#### GOAL OF THE EXERCISE:
Repeat exactly, and only, the lines from the line containing "Target: windshield" through the last line of the records below, including both.

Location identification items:

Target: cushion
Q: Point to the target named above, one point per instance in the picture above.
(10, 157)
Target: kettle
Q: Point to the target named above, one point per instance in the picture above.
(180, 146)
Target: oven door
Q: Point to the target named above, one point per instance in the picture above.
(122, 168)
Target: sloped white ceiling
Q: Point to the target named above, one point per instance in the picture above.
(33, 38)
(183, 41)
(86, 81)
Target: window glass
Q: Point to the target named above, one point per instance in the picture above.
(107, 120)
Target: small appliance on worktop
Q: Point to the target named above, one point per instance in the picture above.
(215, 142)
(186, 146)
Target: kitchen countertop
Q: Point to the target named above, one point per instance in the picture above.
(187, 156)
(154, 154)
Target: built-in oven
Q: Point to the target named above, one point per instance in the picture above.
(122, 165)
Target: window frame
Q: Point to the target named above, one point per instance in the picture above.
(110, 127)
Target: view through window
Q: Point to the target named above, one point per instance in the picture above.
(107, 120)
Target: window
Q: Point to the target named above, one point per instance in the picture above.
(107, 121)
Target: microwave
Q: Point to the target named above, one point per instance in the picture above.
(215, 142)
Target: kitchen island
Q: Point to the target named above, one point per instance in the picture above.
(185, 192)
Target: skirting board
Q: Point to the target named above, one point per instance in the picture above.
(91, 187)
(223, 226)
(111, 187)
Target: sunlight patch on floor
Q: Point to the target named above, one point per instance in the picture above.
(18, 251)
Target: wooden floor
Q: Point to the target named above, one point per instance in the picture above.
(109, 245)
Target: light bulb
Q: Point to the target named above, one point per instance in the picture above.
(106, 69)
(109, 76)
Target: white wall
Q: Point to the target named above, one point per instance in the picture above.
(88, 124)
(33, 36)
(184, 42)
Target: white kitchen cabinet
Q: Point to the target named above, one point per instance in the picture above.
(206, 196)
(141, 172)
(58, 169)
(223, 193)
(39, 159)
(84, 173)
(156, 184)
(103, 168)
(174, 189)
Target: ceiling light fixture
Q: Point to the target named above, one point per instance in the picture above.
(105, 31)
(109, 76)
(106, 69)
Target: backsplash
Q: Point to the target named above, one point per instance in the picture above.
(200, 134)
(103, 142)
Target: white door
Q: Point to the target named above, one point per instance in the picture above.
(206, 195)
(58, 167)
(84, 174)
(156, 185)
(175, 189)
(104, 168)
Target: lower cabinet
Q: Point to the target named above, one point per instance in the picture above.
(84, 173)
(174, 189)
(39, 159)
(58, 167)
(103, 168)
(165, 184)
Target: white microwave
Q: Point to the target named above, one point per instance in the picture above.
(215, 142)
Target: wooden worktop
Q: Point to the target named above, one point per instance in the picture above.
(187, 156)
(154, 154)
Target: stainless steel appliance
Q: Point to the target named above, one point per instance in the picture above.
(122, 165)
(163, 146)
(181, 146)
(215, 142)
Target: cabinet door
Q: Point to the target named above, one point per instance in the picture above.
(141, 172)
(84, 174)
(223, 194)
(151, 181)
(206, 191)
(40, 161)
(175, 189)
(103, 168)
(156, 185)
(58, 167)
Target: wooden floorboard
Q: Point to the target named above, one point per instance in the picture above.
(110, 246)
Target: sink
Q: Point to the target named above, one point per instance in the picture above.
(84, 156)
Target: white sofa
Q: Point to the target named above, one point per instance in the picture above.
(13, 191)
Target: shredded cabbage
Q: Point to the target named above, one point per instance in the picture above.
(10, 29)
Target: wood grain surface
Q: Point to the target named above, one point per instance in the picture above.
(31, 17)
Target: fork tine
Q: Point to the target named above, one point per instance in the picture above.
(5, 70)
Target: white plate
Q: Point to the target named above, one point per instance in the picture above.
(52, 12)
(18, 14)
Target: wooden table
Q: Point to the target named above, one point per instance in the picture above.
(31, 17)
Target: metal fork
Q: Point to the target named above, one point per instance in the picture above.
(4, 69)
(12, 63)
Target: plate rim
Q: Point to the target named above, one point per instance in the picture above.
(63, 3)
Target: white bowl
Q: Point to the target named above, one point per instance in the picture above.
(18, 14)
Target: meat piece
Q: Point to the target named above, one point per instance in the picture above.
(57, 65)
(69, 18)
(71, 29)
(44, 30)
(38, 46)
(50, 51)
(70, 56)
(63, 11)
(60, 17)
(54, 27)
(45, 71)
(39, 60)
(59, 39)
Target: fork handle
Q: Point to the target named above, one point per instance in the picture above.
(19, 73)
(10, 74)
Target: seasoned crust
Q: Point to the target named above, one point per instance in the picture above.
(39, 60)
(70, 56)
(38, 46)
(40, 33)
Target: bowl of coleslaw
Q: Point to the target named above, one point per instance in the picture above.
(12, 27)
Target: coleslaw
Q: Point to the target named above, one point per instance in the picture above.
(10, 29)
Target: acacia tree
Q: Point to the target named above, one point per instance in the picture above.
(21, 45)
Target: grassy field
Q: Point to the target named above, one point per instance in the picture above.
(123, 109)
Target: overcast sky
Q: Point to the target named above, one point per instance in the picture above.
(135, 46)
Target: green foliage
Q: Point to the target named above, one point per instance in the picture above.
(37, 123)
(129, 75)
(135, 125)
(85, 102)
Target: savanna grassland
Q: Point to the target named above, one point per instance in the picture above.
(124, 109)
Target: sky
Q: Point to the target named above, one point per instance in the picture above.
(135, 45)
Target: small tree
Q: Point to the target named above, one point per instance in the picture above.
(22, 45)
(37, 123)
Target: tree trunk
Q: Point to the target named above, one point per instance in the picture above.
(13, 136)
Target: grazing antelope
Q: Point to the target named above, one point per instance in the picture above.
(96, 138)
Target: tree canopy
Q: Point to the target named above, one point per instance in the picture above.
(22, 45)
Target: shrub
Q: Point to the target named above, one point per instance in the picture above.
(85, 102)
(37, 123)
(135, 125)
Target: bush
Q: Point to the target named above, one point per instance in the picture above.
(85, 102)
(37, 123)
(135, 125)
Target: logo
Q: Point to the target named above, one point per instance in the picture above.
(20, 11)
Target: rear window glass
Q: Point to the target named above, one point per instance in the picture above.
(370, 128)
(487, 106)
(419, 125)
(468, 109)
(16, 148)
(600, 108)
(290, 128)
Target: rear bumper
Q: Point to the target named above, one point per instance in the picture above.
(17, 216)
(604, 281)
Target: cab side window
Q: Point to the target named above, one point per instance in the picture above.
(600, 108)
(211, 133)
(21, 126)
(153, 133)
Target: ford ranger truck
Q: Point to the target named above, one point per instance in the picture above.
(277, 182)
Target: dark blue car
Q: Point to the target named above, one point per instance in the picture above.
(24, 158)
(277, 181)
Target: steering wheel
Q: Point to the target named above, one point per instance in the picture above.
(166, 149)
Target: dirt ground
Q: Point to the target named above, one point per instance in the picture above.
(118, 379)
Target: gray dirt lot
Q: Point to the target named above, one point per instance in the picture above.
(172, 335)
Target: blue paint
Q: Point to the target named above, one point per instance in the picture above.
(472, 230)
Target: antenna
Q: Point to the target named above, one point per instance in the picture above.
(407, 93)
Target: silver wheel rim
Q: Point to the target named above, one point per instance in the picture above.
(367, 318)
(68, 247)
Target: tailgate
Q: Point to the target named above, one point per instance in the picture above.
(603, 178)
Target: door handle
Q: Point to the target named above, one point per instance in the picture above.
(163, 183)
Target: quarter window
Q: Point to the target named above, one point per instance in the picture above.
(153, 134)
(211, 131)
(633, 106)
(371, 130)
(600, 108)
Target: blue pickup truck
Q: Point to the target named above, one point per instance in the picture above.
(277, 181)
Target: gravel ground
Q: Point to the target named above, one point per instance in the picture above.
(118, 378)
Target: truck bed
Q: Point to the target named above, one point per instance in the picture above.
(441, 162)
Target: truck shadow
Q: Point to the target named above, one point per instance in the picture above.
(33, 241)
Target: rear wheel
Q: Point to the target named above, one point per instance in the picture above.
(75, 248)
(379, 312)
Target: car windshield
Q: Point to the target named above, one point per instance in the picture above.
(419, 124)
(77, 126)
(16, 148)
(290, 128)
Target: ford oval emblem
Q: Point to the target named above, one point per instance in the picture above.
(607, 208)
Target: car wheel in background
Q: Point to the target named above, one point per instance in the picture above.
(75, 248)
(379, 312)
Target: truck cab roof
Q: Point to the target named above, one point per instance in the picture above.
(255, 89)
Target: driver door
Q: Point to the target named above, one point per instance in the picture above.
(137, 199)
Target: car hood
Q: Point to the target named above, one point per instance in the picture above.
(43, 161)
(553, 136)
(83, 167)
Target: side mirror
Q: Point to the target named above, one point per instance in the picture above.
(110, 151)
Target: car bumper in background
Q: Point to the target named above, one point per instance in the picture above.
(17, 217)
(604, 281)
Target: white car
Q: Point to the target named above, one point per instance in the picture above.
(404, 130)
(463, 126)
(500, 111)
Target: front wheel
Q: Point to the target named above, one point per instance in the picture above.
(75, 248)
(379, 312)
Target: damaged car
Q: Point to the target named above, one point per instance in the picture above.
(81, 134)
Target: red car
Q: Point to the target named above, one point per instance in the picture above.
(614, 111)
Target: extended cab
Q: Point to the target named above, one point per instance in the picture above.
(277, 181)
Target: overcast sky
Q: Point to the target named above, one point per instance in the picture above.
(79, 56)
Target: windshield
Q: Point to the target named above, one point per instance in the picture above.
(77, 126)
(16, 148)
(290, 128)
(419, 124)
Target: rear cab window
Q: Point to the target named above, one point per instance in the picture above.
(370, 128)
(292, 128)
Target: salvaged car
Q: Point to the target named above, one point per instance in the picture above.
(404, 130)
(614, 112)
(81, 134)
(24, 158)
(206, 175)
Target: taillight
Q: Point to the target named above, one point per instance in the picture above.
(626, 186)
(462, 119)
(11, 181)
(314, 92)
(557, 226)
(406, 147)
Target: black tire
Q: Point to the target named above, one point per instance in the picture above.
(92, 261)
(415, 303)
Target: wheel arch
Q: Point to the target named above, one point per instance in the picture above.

#### COMPLETE ANSWER:
Target: windshield
Q: Point to the target named above, one point per instance in the picture above.
(77, 126)
(16, 148)
(290, 128)
(419, 124)
Target: rear cab window
Q: Point to the target named above, one point per instance in the picture above.
(370, 128)
(292, 128)
Target: salvaged car
Q: Point to the target named above, one point per instance in the picture above.
(404, 130)
(614, 112)
(81, 134)
(24, 158)
(206, 175)
Target: taillight
Q: Point to the target named above, one point per instance in the picture above.
(626, 186)
(462, 119)
(11, 181)
(314, 92)
(557, 226)
(406, 147)
Target: black tire
Q: Point to the target named above, one point per instance in the picture above.
(92, 261)
(415, 303)
Target: wheel arch
Q: Point to the target named above, one point per instance in the picture above.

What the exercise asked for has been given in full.